FRAGMENTO DEL DOCUMENTO
"""

Se ve en el cine y lee en las novelas que los asesinos nazis llegaban directamente a las casas de las familias judías, a sus oficinas y negocios, con lista en mano.
Antes de leer IBM y el Holocausto, esa impresionante obra de Edwin Black (investigación a la que contribuyeron centenares de personas en decenas de países), yo creía ingenuamente que en el cine y las novelas había, cómo decirlo…, una licencia de literatos y guionistas. Imaginaba que en la vida real, la horda nazi iba casa por casa y oficina por oficina, averiguando quien vivía, para ver si topaba por casualidad con alguien que manifestara ser judío o que diera señales de serlo.
No hay tal, según Black. Sin entrar en honduras de lo que es ser o no ser judío -si algún lector quiere profundizar el tema, a la vez que aprovecha para leer una obra maestra de la literatura, encontrará respuestas bien documentadas en la novela de Jonathan Littel, Las benévolas-, los esbirros nazis llegaban con dirección exacta, nombre de personas a detener y el motivo: estar censados como judíos, miembros de una ‘raza’ portadora de una “genética criminal” que justificaba su inapelable condena a muerte.

"""

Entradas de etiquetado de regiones
"""

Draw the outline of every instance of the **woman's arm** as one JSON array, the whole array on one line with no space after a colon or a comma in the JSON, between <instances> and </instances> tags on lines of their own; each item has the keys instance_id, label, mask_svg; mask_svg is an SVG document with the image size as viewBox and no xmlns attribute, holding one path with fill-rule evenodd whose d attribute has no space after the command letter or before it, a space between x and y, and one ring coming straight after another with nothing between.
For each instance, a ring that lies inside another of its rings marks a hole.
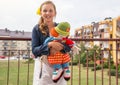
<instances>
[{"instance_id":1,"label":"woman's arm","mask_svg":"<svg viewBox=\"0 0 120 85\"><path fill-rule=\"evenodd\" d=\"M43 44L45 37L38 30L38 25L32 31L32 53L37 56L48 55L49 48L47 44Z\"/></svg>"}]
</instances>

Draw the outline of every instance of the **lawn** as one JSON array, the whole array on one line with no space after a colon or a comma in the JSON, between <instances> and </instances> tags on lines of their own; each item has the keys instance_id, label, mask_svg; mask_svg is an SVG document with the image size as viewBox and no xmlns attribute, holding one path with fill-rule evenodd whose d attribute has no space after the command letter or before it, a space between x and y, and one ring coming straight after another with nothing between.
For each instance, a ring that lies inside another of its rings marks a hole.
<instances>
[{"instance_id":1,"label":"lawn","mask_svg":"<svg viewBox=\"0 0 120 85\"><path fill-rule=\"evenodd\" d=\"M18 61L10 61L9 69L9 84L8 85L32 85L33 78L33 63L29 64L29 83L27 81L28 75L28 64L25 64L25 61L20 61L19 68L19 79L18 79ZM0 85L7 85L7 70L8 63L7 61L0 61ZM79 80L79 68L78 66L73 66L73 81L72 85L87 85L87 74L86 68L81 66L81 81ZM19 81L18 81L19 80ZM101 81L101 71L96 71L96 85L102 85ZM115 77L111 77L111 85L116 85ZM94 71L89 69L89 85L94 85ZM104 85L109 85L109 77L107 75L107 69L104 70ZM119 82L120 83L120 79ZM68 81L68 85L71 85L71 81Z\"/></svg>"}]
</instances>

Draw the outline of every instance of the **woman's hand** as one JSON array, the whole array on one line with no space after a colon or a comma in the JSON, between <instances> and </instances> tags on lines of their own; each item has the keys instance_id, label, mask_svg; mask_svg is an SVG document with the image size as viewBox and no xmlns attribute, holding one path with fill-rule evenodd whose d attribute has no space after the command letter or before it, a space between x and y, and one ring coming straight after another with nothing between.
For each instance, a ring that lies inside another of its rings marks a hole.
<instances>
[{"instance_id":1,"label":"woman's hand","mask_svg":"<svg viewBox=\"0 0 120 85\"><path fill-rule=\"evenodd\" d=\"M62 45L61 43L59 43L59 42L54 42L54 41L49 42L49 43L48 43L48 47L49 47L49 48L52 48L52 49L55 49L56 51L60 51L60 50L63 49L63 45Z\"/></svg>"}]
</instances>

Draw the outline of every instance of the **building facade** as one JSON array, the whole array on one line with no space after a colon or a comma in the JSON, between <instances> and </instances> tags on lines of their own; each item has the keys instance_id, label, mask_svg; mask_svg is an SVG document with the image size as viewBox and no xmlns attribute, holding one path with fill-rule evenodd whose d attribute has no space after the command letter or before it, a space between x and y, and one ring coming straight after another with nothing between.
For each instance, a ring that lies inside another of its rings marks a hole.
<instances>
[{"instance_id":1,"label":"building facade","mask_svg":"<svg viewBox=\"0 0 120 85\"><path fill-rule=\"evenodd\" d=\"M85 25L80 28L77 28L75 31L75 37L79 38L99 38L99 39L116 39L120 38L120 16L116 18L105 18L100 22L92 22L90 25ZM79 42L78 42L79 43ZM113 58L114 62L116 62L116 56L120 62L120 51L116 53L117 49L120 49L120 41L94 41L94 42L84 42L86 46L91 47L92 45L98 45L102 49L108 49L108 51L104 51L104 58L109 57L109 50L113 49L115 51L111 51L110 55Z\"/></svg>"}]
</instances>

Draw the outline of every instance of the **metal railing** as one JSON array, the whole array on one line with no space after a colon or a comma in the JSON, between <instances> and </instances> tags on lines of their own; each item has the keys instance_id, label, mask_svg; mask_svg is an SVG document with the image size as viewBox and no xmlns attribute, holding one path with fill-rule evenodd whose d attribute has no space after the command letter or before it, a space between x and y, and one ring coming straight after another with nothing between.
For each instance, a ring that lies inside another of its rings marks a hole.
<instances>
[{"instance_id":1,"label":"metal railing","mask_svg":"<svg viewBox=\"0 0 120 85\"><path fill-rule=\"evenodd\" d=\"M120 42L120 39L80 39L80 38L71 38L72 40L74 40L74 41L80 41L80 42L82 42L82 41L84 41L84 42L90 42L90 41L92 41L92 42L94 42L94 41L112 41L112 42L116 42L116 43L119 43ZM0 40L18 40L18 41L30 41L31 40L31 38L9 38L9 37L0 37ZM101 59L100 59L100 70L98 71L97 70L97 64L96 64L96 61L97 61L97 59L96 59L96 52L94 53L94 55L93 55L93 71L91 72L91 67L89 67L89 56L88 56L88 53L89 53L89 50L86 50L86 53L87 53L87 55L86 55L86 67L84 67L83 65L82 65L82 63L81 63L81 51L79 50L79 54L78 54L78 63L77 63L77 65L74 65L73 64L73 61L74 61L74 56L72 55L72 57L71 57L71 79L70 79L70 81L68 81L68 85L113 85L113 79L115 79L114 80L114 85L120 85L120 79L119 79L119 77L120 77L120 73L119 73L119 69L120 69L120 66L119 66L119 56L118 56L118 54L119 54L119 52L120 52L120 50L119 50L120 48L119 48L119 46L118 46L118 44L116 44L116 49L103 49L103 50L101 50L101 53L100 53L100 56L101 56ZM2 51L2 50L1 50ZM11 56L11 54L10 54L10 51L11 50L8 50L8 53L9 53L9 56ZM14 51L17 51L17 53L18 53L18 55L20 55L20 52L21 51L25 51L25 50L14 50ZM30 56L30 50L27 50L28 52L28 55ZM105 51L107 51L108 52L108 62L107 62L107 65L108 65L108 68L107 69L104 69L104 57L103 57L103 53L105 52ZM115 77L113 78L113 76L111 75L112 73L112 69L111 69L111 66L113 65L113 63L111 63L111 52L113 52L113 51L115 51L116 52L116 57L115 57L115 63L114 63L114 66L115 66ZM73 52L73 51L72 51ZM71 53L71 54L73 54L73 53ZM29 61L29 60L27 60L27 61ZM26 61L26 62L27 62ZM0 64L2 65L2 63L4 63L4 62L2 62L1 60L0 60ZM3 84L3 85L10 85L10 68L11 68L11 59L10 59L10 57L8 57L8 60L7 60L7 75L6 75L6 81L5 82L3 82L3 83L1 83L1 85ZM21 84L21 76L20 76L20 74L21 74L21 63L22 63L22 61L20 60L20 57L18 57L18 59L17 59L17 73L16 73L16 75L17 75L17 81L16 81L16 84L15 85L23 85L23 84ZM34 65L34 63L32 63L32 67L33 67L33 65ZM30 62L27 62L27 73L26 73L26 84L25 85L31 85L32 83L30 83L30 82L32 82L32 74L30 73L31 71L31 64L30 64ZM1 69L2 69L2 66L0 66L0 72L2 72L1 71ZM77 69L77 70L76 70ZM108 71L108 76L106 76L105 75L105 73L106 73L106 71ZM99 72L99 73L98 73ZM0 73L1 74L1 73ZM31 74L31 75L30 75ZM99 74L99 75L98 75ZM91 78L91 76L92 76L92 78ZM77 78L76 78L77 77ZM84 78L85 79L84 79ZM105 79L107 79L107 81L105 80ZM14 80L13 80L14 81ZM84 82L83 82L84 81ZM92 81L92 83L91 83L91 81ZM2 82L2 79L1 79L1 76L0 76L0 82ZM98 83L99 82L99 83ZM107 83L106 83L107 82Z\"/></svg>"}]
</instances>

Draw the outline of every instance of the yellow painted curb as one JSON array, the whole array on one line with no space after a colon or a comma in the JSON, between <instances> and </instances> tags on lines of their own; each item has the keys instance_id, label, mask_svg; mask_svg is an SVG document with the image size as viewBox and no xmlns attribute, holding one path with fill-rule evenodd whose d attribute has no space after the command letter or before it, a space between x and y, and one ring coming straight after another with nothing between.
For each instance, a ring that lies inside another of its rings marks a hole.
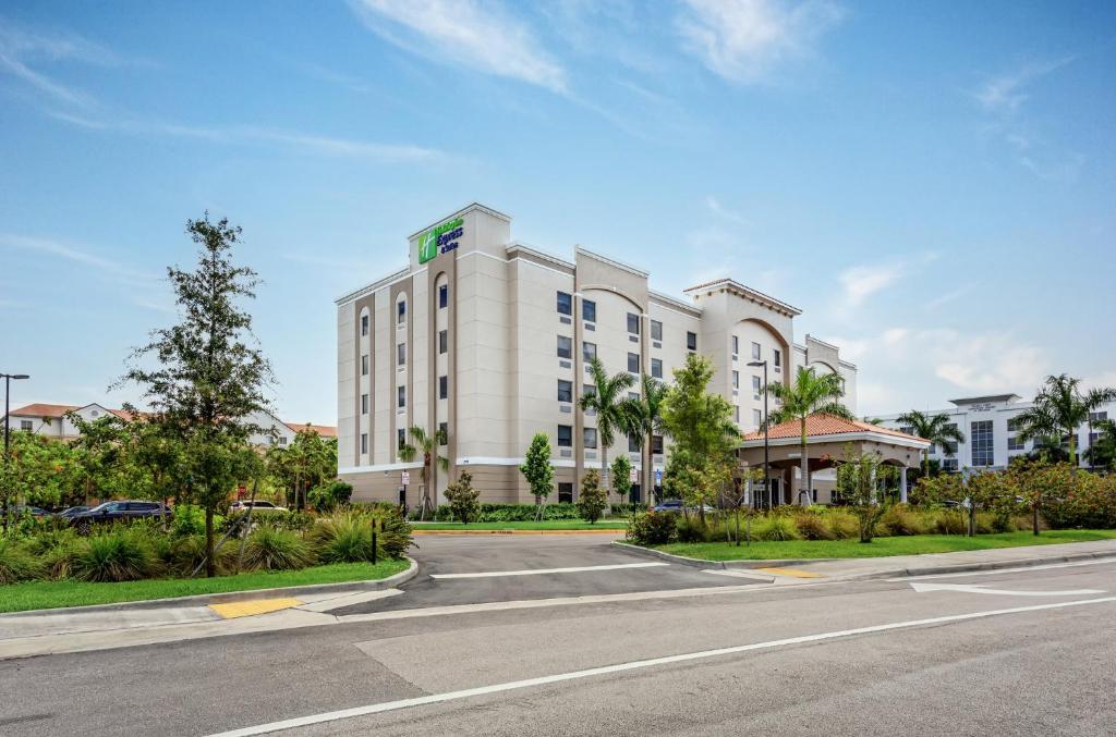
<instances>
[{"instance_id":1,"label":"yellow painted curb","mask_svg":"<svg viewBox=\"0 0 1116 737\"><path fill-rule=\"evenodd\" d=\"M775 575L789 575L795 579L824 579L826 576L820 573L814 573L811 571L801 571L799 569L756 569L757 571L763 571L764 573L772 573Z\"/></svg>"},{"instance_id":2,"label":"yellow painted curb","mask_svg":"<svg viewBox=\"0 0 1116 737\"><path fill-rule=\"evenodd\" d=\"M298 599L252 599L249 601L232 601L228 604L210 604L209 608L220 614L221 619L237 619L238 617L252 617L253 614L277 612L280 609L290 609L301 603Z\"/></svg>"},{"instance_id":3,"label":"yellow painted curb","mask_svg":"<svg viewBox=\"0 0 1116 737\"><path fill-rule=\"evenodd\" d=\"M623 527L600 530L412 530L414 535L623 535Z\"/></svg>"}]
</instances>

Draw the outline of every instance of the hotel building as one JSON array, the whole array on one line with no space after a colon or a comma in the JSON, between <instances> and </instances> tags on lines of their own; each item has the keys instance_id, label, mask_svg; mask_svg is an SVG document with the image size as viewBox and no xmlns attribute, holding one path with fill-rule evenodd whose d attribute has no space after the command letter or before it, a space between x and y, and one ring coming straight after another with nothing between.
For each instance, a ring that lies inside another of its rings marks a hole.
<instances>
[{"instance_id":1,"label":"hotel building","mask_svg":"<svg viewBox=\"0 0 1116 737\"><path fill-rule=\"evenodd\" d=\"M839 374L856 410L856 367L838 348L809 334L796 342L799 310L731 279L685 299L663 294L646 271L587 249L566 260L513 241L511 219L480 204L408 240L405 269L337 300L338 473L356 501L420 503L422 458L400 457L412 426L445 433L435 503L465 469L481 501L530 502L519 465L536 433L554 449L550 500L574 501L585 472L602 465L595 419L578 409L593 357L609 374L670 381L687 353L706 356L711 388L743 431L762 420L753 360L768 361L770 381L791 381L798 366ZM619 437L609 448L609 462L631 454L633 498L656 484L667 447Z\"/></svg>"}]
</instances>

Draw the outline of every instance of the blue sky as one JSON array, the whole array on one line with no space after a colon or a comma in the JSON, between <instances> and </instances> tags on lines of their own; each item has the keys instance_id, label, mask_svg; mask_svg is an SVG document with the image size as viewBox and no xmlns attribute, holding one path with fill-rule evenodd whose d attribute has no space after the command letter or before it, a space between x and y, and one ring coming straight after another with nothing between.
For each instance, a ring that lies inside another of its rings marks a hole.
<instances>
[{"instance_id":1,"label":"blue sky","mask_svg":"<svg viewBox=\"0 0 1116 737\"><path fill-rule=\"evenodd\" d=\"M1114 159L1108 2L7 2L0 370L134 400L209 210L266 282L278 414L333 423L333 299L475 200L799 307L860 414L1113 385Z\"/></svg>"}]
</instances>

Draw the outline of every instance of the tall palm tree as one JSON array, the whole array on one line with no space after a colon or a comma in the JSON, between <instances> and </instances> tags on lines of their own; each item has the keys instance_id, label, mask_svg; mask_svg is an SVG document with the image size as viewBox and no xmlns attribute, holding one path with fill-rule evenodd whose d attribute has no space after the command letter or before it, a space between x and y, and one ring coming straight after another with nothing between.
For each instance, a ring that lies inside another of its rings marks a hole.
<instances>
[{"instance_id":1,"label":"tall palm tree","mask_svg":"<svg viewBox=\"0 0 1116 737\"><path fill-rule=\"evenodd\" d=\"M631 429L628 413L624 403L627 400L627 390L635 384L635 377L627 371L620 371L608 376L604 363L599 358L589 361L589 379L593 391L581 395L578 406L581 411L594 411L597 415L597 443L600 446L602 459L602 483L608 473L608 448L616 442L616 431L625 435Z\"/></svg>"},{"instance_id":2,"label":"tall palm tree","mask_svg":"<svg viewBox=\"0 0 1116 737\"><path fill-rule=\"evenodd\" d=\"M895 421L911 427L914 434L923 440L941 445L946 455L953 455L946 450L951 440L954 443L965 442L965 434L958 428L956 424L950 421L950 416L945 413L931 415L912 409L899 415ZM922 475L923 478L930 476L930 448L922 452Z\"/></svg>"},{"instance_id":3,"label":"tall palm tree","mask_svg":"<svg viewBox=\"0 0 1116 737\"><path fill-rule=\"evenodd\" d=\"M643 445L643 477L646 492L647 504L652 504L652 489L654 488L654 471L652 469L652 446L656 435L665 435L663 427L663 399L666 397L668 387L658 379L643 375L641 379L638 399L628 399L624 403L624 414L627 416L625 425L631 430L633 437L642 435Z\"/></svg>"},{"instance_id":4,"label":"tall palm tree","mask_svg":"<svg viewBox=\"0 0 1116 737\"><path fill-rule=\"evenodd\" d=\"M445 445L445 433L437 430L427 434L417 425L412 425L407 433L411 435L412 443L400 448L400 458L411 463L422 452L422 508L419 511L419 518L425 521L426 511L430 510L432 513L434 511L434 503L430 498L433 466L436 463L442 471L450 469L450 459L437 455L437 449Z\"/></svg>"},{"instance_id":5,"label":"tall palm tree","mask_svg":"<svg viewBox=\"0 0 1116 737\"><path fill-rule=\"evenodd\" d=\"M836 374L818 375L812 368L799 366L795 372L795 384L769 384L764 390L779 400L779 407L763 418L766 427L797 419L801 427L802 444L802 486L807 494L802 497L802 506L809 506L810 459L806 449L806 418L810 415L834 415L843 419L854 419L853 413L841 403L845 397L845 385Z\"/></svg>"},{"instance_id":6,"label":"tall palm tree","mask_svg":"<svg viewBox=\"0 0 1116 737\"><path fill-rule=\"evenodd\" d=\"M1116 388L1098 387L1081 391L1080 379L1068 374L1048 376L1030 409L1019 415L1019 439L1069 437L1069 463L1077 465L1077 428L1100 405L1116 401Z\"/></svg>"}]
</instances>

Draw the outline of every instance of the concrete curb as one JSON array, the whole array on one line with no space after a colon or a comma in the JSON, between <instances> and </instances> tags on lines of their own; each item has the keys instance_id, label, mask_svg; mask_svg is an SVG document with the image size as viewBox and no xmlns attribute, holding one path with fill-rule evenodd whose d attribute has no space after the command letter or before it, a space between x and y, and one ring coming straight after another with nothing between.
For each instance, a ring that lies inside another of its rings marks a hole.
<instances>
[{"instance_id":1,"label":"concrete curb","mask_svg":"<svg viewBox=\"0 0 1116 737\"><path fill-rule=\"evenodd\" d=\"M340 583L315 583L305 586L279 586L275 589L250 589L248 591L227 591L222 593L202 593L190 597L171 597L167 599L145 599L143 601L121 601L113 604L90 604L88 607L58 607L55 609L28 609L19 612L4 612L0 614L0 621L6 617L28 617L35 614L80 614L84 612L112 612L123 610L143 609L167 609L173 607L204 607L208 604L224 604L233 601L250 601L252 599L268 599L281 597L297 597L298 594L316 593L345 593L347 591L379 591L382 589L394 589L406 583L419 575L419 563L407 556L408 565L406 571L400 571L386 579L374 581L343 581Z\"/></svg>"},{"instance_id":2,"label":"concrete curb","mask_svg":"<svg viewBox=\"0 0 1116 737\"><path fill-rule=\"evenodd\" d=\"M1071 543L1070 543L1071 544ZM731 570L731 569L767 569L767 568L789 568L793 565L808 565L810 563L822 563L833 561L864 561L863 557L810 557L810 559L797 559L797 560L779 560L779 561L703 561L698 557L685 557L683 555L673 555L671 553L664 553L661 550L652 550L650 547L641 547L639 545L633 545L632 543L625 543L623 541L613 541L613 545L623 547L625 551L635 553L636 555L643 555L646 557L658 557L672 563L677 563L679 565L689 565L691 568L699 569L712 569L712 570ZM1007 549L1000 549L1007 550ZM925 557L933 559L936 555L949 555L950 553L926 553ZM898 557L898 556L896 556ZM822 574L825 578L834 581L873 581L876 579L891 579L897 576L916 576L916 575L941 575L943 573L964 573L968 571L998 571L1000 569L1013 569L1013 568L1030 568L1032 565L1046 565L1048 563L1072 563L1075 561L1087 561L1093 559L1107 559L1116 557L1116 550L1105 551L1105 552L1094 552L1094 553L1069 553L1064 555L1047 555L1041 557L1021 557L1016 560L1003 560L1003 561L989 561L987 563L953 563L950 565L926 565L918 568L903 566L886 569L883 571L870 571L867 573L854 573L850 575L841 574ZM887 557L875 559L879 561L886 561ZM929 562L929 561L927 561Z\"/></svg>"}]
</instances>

"""

OBJETIVO
Según el fragmento del documento, ¿en qué novela de Jonathan Littel puede encontrar respuestas documentadas el lector que quiera profundizar en lo que es ser o no ser judío?

RESULTADO DEL EJERCICIO
Las benévolas.